··· GIVEN RECORDS ···

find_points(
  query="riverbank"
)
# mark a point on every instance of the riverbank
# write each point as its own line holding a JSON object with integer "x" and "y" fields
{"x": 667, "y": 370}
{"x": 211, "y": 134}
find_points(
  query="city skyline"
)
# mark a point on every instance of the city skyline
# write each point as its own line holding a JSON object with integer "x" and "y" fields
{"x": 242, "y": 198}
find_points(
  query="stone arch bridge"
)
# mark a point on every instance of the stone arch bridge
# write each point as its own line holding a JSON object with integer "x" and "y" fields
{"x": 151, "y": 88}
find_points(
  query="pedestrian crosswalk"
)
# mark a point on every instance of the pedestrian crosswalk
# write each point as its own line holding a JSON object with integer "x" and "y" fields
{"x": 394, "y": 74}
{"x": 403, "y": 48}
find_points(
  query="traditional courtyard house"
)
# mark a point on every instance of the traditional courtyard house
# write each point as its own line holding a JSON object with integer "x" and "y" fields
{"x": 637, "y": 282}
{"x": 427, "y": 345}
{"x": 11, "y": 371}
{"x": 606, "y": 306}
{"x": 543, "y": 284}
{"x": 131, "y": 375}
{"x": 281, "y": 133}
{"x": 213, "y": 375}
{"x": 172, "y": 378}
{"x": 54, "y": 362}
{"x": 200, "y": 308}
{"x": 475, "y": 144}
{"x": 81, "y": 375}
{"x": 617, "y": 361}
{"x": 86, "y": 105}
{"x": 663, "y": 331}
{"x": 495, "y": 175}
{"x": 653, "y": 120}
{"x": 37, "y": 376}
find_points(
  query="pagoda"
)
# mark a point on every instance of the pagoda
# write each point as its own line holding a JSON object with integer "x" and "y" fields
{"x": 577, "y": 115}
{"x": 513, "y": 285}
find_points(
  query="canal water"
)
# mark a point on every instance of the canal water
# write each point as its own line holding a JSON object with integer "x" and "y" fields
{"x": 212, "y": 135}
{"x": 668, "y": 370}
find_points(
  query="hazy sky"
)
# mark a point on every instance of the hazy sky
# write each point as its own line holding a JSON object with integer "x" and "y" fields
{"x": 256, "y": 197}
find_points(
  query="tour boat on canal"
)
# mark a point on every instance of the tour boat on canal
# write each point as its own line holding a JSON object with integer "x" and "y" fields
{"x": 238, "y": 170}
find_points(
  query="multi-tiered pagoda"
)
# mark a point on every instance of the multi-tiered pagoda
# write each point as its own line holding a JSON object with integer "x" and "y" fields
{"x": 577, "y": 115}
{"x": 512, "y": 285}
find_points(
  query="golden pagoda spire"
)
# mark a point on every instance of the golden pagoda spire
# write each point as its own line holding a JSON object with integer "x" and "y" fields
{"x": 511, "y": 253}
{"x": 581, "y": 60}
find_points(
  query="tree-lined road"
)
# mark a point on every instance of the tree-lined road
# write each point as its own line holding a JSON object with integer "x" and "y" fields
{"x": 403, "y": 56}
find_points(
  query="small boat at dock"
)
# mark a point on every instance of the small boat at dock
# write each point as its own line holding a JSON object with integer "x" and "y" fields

···

### PROBLEM TO SOLVE
Write every entry out again exactly.

### CORRECT RESULT
find_points(
  query="riverbank"
)
# mark a point on every instance of the riverbank
# write each point as its own line holding a JSON object with integer "x" and "y" fields
{"x": 667, "y": 370}
{"x": 211, "y": 134}
find_points(
  query="city skyline"
)
# mark a point on every instance of the city skyline
# write each point as its own line holding a JSON object with integer "x" and "y" fields
{"x": 242, "y": 198}
find_points(
  query="stone arch bridge"
)
# mark a point on every instance of the stone arch bridge
# write each point as its own line holding a JSON object with integer "x" and "y" fields
{"x": 151, "y": 88}
find_points(
  query="pedestrian crosswalk"
)
# mark a point on every instance of the pedestrian crosswalk
# write each point as its own line holding a JSON object with integer "x" and "y" fields
{"x": 394, "y": 74}
{"x": 403, "y": 48}
find_points(
  query="traditional courtyard house"
)
# mark a point on every instance of the traditional courtyard house
# write each point as its own line holding a JSON object with integer "x" and "y" fields
{"x": 637, "y": 282}
{"x": 427, "y": 345}
{"x": 11, "y": 371}
{"x": 606, "y": 306}
{"x": 543, "y": 284}
{"x": 131, "y": 375}
{"x": 281, "y": 133}
{"x": 213, "y": 375}
{"x": 172, "y": 378}
{"x": 54, "y": 362}
{"x": 200, "y": 308}
{"x": 475, "y": 144}
{"x": 81, "y": 375}
{"x": 617, "y": 361}
{"x": 86, "y": 105}
{"x": 663, "y": 331}
{"x": 495, "y": 175}
{"x": 653, "y": 120}
{"x": 37, "y": 376}
find_points(
  query="pagoda"
)
# mark a point on every instance of the pagoda
# write each point as its own line holding a JSON object with integer "x" and "y" fields
{"x": 577, "y": 115}
{"x": 513, "y": 285}
find_points(
  query="canal water"
)
# mark a point on every instance of the canal water
# write each point as its own line holding a JSON object with integer "x" and "y" fields
{"x": 212, "y": 135}
{"x": 668, "y": 370}
find_points(
  query="hazy sky"
)
# mark a point on every instance of the hazy sky
# write each point as its own line holding a JSON object with integer "x" and "y" fields
{"x": 256, "y": 197}
find_points(
  query="tour boat on canal"
)
# mark a point on every instance of the tour boat on canal
# write each point as its own line holding a JSON object with integer "x" and "y" fields
{"x": 238, "y": 170}
find_points(
  query="multi-tiered pagoda"
)
# mark a point on every instance of the multi-tiered pagoda
# write each point as its own line holding a JSON object with integer "x" and "y" fields
{"x": 577, "y": 115}
{"x": 512, "y": 285}
find_points(
  query="golden pagoda spire"
)
# mark a point on every instance of the golden pagoda spire
# write each point as its own line holding a JSON object with integer "x" and "y" fields
{"x": 511, "y": 253}
{"x": 581, "y": 60}
find_points(
  query="tree-lined road"
)
# mark a point on every instance of the tree-lined road
# write each point as its own line holding a JSON object with integer "x" and "y" fields
{"x": 403, "y": 56}
find_points(
  query="small boat at dock"
)
# mark a point on every instance of the small boat at dock
# write each point as its own line holding a JSON object with integer "x" and "y" fields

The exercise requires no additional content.